▶ [Instrução]: Transcreva na íntegra, sem qualquer alteração, o texto sobre a escuta oferecida pelos voluntários do CVV.

▶ [Documento de origem]:
╭──

A escuta que não julga e não projeta é mesmo algo quase extraterrestre, uma joia rara. “Simplesmente não fomos educados assim. Nós, voluntários do CVV, recebemos treinamento e acompanhamento contínuo para isso”, conta Carlos.
Soa como o acolhimento do analista, que deve ser livre de qualquer cobiça ou interesse por quem se deita no divã. Mas a grande diferença é que, nesse caso, existe um trabalho profissional por trás e o paciente volta à análise periodicamente. No CVV, não. As ligações rodam em um sistema automatizado, que distribui as chamadas de forma aleatória, e não necessariamente quem liga mais de uma vez conversará com o mesmo atendente. “Não somos profissionais da saúde mental. Somos interlocutores que acolhem as pessoas no pico da emoção”, esclarece Carlos.
Isso faz toda a diferença. A escuta sem rosto e 24 horas cria um ambiente seguro e favorável para que a pessoa fale, dê vazão à angústia em seu ápice, mesmo quando são três da madrugada. “Em muitos casos, só ao falar e expor o que incomoda, a pessoa sozinha vai percebendo possíveis caminhos. É como se ela esvaziasse um copo cheio e aliviasse a gota d’água, que pode transbordar a qualquer momento e com qualquer um”.

╰──

▶ [Dados disponíveis]:
╭──

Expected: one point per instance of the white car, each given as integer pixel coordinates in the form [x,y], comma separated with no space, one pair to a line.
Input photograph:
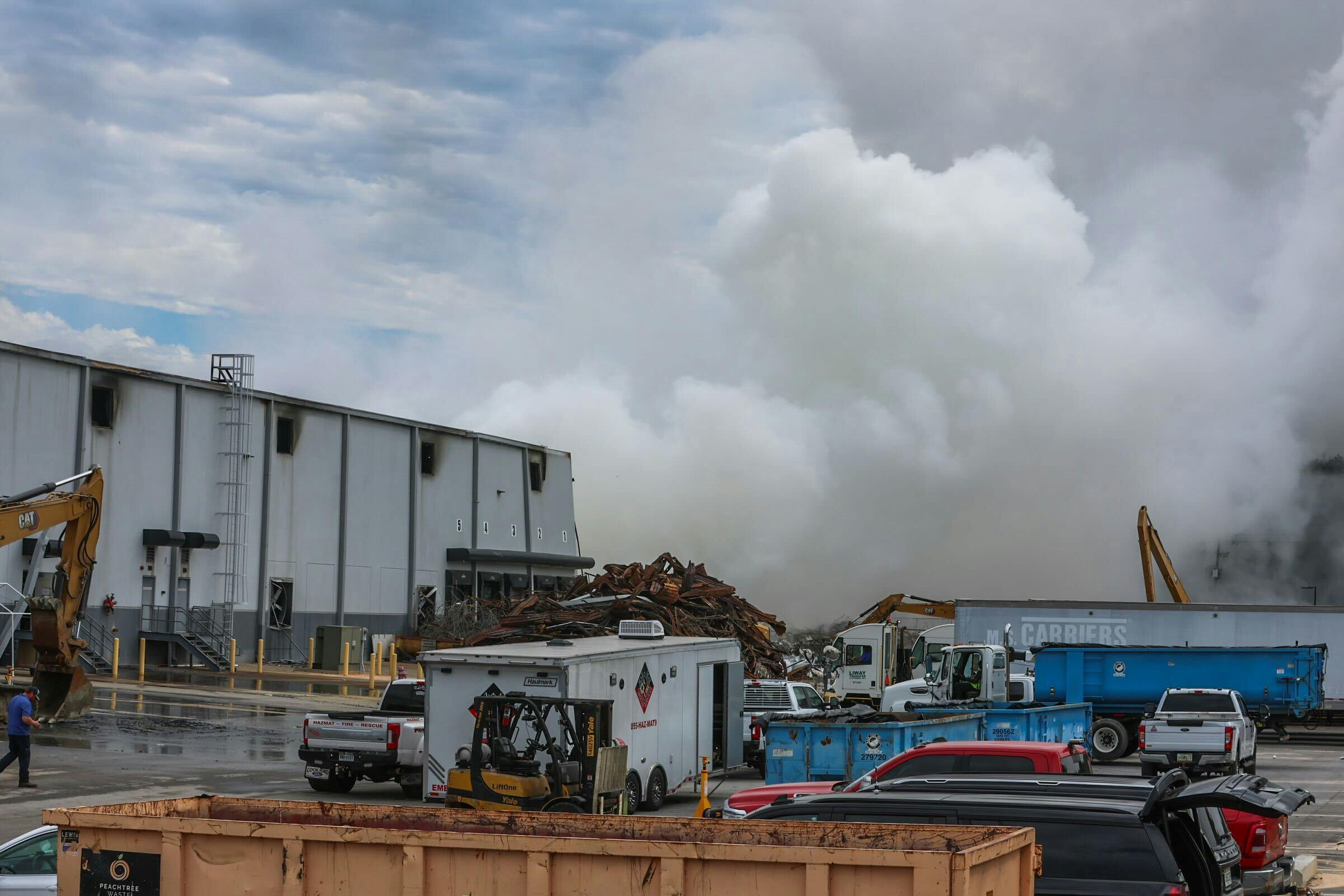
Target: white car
[29,864]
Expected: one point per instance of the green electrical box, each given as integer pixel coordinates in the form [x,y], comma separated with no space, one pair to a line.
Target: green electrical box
[327,647]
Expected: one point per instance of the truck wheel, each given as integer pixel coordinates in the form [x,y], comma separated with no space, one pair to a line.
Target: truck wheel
[632,793]
[1109,740]
[657,792]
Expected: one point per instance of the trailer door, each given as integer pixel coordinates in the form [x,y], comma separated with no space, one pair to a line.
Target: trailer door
[704,712]
[731,745]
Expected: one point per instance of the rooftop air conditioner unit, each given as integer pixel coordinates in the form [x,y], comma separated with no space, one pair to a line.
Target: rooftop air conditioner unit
[640,629]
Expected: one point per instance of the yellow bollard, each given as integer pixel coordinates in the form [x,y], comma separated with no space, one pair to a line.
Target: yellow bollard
[703,806]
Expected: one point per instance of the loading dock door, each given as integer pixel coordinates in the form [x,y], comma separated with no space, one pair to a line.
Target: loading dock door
[704,713]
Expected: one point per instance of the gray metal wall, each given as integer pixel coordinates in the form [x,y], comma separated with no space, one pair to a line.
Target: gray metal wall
[297,521]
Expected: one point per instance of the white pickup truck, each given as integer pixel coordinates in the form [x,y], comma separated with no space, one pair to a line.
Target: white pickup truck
[1198,730]
[385,745]
[771,695]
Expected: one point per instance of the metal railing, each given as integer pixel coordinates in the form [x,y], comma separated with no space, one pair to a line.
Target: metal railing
[212,625]
[97,636]
[12,621]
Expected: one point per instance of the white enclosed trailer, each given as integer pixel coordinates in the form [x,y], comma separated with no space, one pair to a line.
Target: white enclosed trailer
[1132,622]
[675,699]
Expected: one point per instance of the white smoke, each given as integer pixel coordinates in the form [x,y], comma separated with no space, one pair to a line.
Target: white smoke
[854,304]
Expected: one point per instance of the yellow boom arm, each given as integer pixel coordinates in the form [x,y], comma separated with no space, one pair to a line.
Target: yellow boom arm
[1150,550]
[58,675]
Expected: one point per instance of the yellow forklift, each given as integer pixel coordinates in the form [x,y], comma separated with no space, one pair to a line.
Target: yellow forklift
[539,754]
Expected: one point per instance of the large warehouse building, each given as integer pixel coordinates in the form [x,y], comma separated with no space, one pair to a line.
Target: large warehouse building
[233,514]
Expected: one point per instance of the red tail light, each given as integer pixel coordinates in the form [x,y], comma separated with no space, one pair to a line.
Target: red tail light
[1260,837]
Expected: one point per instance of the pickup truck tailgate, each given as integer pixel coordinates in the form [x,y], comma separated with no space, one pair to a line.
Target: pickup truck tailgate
[344,734]
[1186,735]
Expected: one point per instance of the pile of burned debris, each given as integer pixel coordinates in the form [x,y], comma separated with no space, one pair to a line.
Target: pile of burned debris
[683,597]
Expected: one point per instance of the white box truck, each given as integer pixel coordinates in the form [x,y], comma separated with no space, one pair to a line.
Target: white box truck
[675,700]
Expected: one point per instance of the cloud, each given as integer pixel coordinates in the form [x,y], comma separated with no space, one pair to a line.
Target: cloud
[45,329]
[911,298]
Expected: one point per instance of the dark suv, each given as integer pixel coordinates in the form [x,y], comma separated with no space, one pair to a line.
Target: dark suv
[1128,837]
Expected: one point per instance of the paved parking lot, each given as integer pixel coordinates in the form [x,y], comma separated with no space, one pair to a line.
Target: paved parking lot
[156,742]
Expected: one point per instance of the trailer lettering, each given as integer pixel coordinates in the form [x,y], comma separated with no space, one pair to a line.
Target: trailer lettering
[1038,631]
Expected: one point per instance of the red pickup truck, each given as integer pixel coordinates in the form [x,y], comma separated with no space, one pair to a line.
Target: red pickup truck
[993,757]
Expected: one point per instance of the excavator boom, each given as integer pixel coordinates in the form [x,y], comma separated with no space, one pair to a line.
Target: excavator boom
[65,691]
[906,604]
[1151,550]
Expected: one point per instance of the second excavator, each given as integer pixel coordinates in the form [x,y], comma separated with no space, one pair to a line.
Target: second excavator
[65,688]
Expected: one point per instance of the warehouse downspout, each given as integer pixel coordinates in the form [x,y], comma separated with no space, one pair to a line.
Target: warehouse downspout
[340,526]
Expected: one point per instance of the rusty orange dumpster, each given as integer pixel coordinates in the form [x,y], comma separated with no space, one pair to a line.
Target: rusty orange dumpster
[202,846]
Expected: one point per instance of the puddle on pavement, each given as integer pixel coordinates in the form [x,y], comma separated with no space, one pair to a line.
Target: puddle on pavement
[281,685]
[175,726]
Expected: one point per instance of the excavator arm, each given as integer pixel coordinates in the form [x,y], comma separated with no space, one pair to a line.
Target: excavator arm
[65,689]
[1151,550]
[882,610]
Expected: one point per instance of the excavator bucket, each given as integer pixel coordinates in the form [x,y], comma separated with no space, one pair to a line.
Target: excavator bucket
[61,695]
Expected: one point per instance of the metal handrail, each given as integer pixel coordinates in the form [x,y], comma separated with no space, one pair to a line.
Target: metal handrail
[97,637]
[198,621]
[15,620]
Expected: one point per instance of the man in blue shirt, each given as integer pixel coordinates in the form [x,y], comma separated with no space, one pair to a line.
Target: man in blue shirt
[21,734]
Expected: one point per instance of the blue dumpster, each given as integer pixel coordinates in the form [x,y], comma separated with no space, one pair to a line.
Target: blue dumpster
[1054,725]
[843,752]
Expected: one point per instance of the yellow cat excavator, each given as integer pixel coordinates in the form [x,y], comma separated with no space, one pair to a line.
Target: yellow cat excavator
[65,691]
[1151,550]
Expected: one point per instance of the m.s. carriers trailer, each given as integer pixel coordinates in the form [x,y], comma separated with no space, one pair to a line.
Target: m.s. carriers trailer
[1198,625]
[675,700]
[1120,682]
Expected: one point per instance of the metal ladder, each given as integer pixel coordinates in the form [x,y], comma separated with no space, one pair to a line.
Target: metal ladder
[236,374]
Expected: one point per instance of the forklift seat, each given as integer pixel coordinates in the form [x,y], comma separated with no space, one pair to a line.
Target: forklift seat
[508,760]
[568,773]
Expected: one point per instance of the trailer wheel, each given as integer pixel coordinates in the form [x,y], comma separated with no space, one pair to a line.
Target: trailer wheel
[657,792]
[1109,739]
[633,793]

╰──

▶ [Resposta abaixo]:
A escuta que não julga e não projeta é mesmo algo quase extraterrestre, uma joia rara. “Simplesmente não fomos educados assim. Nós, voluntários do CVV, recebemos treinamento e acompanhamento contínuo para isso”, conta Carlos.
Soa como o acolhimento do analista, que deve ser livre de qualquer cobiça ou interesse por quem se deita no divã. Mas a grande diferença é que, nesse caso, existe um trabalho profissional por trás e o paciente volta à análise periodicamente. No CVV, não. As ligações rodam em um sistema automatizado, que distribui as chamadas de forma aleatória, e não necessariamente quem liga mais de uma vez conversará com o mesmo atendente. “Não somos profissionais da saúde mental. Somos interlocutores que acolhem as pessoas no pico da emoção”, esclarece Carlos.
Isso faz toda a diferença. A escuta sem rosto e 24 horas cria um ambiente seguro e favorável para que a pessoa fale, dê vazão à angústia em seu ápice, mesmo quando são três da madrugada. “Em muitos casos, só ao falar e expor o que incomoda, a pessoa sozinha vai percebendo possíveis caminhos. É como se ela esvaziasse um copo cheio e aliviasse a gota d’água, que pode transbordar a qualquer momento e com qualquer um”.